** Start of Source data **
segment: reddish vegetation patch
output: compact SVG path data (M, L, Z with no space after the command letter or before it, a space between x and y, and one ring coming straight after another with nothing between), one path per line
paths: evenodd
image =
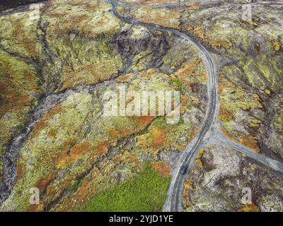
M68 141L66 145L68 146L71 143ZM91 143L88 141L83 141L75 144L71 149L63 150L62 155L57 164L57 168L62 166L69 165L74 163L80 156L91 149Z
M33 138L36 134L38 133L42 129L45 129L48 126L47 121L54 117L56 114L63 112L63 107L61 105L54 106L47 114L46 114L42 119L38 121L33 131L31 137ZM50 135L54 135L54 133L50 133Z
M221 121L229 121L233 119L233 114L224 107L220 106L219 113L219 119Z
M19 161L18 161L17 163L17 181L18 181L21 177L22 177L23 173L23 164L21 164L21 162L19 162Z
M245 146L250 148L257 153L260 153L260 149L258 147L258 141L253 136L249 136L248 137L246 137L240 134L240 139L238 140L235 138L232 135L231 135L223 126L220 127L220 129L223 132L223 133L224 133L225 136L231 141L233 141L236 143L241 143Z
M97 153L98 155L105 154L108 151L110 145L108 142L104 142L100 145L97 147Z
M89 198L89 196L91 195L89 187L91 185L91 182L84 182L83 184L78 189L76 196L79 200Z
M238 212L260 212L259 208L254 203L247 204L242 207Z
M149 145L156 150L164 148L167 144L164 130L161 128L154 128L150 132L148 141Z
M137 117L137 119L142 126L147 126L154 120L154 117L152 116L142 116Z
M40 189L41 192L45 192L48 184L54 179L54 174L50 174L45 176L37 182L36 187Z
M124 76L119 77L116 79L118 83L125 83L132 76L132 73L128 73Z
M158 162L151 163L154 169L164 177L167 177L170 174L170 168L166 162Z
M258 147L258 141L253 136L243 136L241 138L240 142L243 143L245 146L252 149L255 153L260 153L260 149Z

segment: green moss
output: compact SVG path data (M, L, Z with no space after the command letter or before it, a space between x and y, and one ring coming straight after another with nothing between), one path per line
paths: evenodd
M180 92L181 95L184 94L184 91L183 90L183 83L180 80L174 79L173 80L173 83L174 85L177 86L178 90Z
M69 192L76 191L81 186L81 184L82 184L82 181L77 181L73 184L73 186L70 186L67 189L67 191Z
M161 211L169 182L146 163L135 178L93 197L85 210Z

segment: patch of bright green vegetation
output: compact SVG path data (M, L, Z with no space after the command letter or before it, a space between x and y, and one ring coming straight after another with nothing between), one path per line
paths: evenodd
M170 177L158 174L149 162L137 177L101 192L86 206L86 211L161 211Z
M178 79L173 80L173 83L174 85L177 86L178 90L180 92L180 94L184 94L184 91L182 89L183 83L180 81Z

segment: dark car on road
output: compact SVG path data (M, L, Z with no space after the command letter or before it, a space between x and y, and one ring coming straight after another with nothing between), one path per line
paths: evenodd
M187 167L185 165L182 166L180 173L185 174L187 172Z

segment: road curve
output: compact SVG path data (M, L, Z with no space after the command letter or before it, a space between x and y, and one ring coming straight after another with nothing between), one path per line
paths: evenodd
M214 64L209 52L194 38L173 28L167 28L155 24L142 23L133 18L121 16L117 11L117 1L116 0L109 0L109 1L112 4L113 14L121 20L127 23L142 25L164 32L169 32L188 42L200 51L207 66L208 73L207 91L209 101L204 120L200 129L199 133L194 138L192 142L185 148L179 158L175 171L173 173L173 178L163 208L163 210L166 212L180 211L183 184L186 179L186 175L180 174L179 171L183 165L187 165L188 169L191 168L198 150L202 147L204 141L207 137L209 132L216 123L218 117L218 78L216 74Z

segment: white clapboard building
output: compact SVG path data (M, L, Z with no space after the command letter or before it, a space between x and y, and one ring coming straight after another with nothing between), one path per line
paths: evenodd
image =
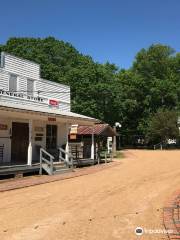
M66 154L69 127L96 122L71 112L70 87L42 79L39 64L1 53L0 166L30 169L41 160L53 174L57 150L62 150L61 160L70 163L71 156Z

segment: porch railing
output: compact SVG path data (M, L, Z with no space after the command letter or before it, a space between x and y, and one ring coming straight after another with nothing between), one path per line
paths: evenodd
M63 148L59 148L59 161L64 162L68 167L74 168L74 159L73 155Z
M53 175L53 161L54 161L54 157L43 148L40 148L39 174L42 174L42 169L44 168L44 170L47 171L49 175Z

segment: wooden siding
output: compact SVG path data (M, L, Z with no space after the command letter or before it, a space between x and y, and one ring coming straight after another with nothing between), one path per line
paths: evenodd
M7 53L2 53L1 66L4 70L27 78L39 79L40 66L39 64L30 62L25 59L17 58Z
M52 81L41 79L36 81L36 91L43 91L40 95L60 102L70 104L70 87Z
M0 89L9 90L9 74L0 69Z
M34 65L37 66L37 64L19 59L5 53L2 55L3 57L1 58L2 60L0 67L0 90L9 91L9 76L10 74L16 74L18 92L22 92L22 94L27 96L27 79L34 80L35 92L33 95L34 97L42 97L44 101L38 102L34 100L27 100L26 97L24 99L4 95L0 95L0 101L49 108L49 99L54 99L59 102L59 109L61 111L70 111L69 86L41 79L37 74L39 72L39 65L38 68L34 67ZM28 68L29 64L31 67L29 70L27 70L26 68ZM21 65L22 67L20 67Z

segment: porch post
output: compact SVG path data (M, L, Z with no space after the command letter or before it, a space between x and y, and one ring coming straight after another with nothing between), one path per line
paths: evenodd
M65 151L69 153L69 141L68 141L68 137L69 137L69 125L66 124L66 148L65 148ZM69 157L68 155L66 154L65 155L65 159L66 161L69 161Z
M32 120L29 120L29 146L27 165L32 165Z
M94 159L94 127L92 127L91 159Z
M116 133L116 126L114 126L113 129L114 132ZM113 137L112 153L113 157L116 157L116 135Z

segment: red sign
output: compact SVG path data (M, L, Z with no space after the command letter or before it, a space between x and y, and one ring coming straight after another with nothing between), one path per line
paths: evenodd
M54 99L49 99L49 105L58 107L59 106L59 101L54 100Z
M6 124L1 124L0 123L0 130L7 130L8 126Z
M48 117L48 121L49 121L49 122L55 122L55 121L56 121L56 118Z

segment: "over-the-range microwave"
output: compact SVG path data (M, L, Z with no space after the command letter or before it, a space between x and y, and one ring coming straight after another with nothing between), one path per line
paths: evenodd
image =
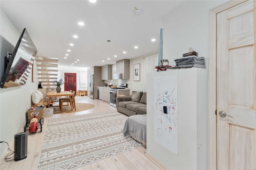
** End of Source data **
Challenge:
Lay out every line of the entries above as a numbered list, leaving out blank lines and omitting the pictures.

Answer to the problem:
1. segment: reddish vegetation patch
2. output: compact SVG path data (M, L, Z with no space after the command letter or before it, a space between x and y, and one ring coming straight after another with nothing between), one path per line
3. paths: evenodd
4. image =
5. M68 141L66 145L68 146L71 143ZM91 143L88 141L83 141L75 144L71 149L63 150L62 155L57 164L57 168L62 166L69 165L74 163L80 156L91 149Z
6. M33 138L36 134L38 133L42 129L45 129L48 126L47 121L54 117L56 114L63 112L63 107L61 105L54 106L47 114L46 114L42 119L38 121L33 131L31 137ZM50 135L54 135L54 133L50 133Z
7. M221 121L229 121L233 119L233 114L224 107L220 106L219 113L219 119Z
8. M19 161L18 161L17 163L17 181L18 181L21 177L22 177L23 173L23 164L21 164L21 162L19 162Z
9. M245 146L250 148L257 153L260 153L260 149L258 147L258 141L253 136L249 136L248 137L246 137L240 134L240 139L238 140L235 138L232 135L231 135L223 126L220 127L220 129L223 132L223 133L224 133L225 136L231 141L233 141L236 143L241 143Z
10. M97 153L98 155L105 154L108 151L110 145L108 142L104 142L100 145L97 147Z
11. M89 198L89 196L91 195L89 187L91 185L91 182L84 182L83 184L78 189L76 196L79 200Z
12. M238 212L260 212L259 208L254 203L247 204L242 207Z
13. M149 145L156 150L164 148L167 144L164 130L161 128L154 128L150 132L148 141Z
14. M137 117L137 119L142 126L147 126L154 120L154 117L152 116L142 116Z
15. M40 189L41 192L45 192L48 184L54 179L54 174L50 174L45 176L37 182L36 187Z
16. M124 76L119 77L116 79L118 83L125 83L132 76L132 73L128 73Z
17. M158 162L151 163L154 169L164 177L167 177L170 174L170 168L166 162Z
18. M258 147L258 141L253 136L243 136L241 138L240 142L243 143L245 146L252 149L255 153L260 153L260 149Z
19. segment: green moss
20. output: compact SVG path data (M, L, Z with no space after the command letter or before it, a space between x and y, and one ring coming straight after another with nothing between), one path per line
21. paths: evenodd
22. M180 92L181 95L184 94L184 91L183 90L183 83L180 80L174 79L173 80L173 83L174 85L177 86L178 90Z
23. M69 192L76 191L81 186L81 184L82 184L82 181L77 181L73 184L73 186L70 186L67 189L67 191Z
24. M161 211L169 182L146 163L135 178L93 197L85 210Z
25. segment: patch of bright green vegetation
26. output: compact SVG path data (M, L, Z with no space after the command letter or before it, a space between x and y, and one ring coming straight after another with nothing between), one path per line
27. paths: evenodd
28. M170 177L158 174L149 162L137 177L101 192L86 206L86 211L161 211Z
29. M178 79L173 80L173 83L174 85L177 86L178 90L180 92L180 94L184 94L184 91L182 89L183 83L180 81Z
30. segment: dark car on road
31. output: compact SVG path data (M, L, Z with no space after the command letter or before it, a space between x and y, and one ring coming straight after another with nothing between), one path per line
32. paths: evenodd
33. M187 167L185 165L182 166L180 173L185 174L187 172Z
34. segment: road curve
35. output: compact SVG path data (M, L, Z with no space after the command letter or before it, a space between x and y, and one ring coming straight after another with nothing between), one path per line
36. paths: evenodd
37. M214 64L209 52L194 38L173 28L167 28L155 24L142 23L133 18L121 16L117 11L117 1L116 0L109 0L109 1L112 4L113 14L121 20L127 23L142 25L164 32L169 32L188 42L200 51L207 66L208 73L207 91L209 101L204 120L200 129L199 133L194 138L192 142L185 148L179 158L175 171L173 173L173 178L163 208L163 210L166 212L180 211L183 184L186 179L186 175L180 174L179 171L183 165L187 165L188 169L191 168L198 150L202 147L204 141L207 137L209 132L216 123L218 117L218 78L216 74Z
38. segment: white clapboard building
39. output: compact SVG path data (M, L, Z with no space after the command letter or before it, a space between x and y, and one ring coming straight after another with nothing between), one path per line
40. paths: evenodd
41. image =
42. M66 154L69 127L96 122L71 112L70 87L42 79L39 64L1 53L0 166L30 169L41 160L53 174L57 150L62 150L61 160L70 163L71 156Z
43. segment: porch railing
44. output: compact SVG path data (M, L, Z with no space after the command letter or before it, a space between x and y, and one ring coming straight after another with nothing between), one path per line
45. paths: evenodd
46. M63 148L59 148L59 161L64 162L68 167L74 168L74 159L73 155Z
47. M53 175L53 161L54 161L54 157L43 148L40 148L39 174L42 174L42 169L44 168L44 170L47 171L49 175Z
48. segment: wooden siding
49. output: compact SVG path data (M, L, Z with no space after the command letter or before it, a space between x and y, and one ring coming straight after another with nothing between), one path per line
50. paths: evenodd
51. M7 53L2 53L1 66L4 70L27 78L39 79L40 66L39 64L30 62L25 59L17 58Z
52. M52 81L41 79L36 81L36 91L43 91L40 95L60 102L70 104L70 87Z
53. M0 89L9 90L9 74L0 69Z
54. M34 65L37 66L37 64L19 59L5 53L2 55L3 57L1 58L2 60L0 67L0 90L9 91L9 76L10 74L16 74L18 92L22 92L22 94L27 96L27 79L34 80L35 92L33 95L34 97L42 97L44 101L38 102L34 100L27 100L26 97L24 99L4 95L0 95L0 101L49 108L49 99L54 99L59 102L59 109L61 111L70 111L69 86L41 79L37 74L39 72L39 65L38 68L34 67ZM28 68L29 64L31 67L29 70L27 70L26 68ZM21 65L22 67L20 67Z
55. segment: porch post
56. output: compact SVG path data (M, L, Z with no space after the command letter or before it, a space between x and y, and one ring coming straight after another with nothing between), one path per line
57. paths: evenodd
58. M65 151L69 153L69 141L68 141L68 137L69 137L69 125L66 124L66 148L65 148ZM69 157L68 155L66 154L65 155L65 159L66 161L69 161Z
59. M32 120L29 120L29 146L27 165L32 165Z
60. M94 159L94 127L92 127L91 159Z
61. M116 133L116 126L114 126L113 129L114 132ZM113 137L112 153L113 157L116 157L116 135Z
62. segment: red sign
63. output: compact SVG path data (M, L, Z with no space after the command letter or before it, a space between x and y, and one ring coming straight after another with nothing between), one path per line
64. paths: evenodd
65. M54 99L49 99L49 105L58 107L59 106L59 101L54 100Z
66. M6 124L1 124L0 123L0 130L7 130L8 126Z
67. M48 117L48 121L49 121L49 122L55 122L55 121L56 121L56 118Z
68. segment: "over-the-range microwave"
69. output: compact SVG path data (M, L, Z with no space after the command letter or before it, a space between x and y, and one ring coming straight after another with nothing between), one path per line
70. paths: evenodd
71. image =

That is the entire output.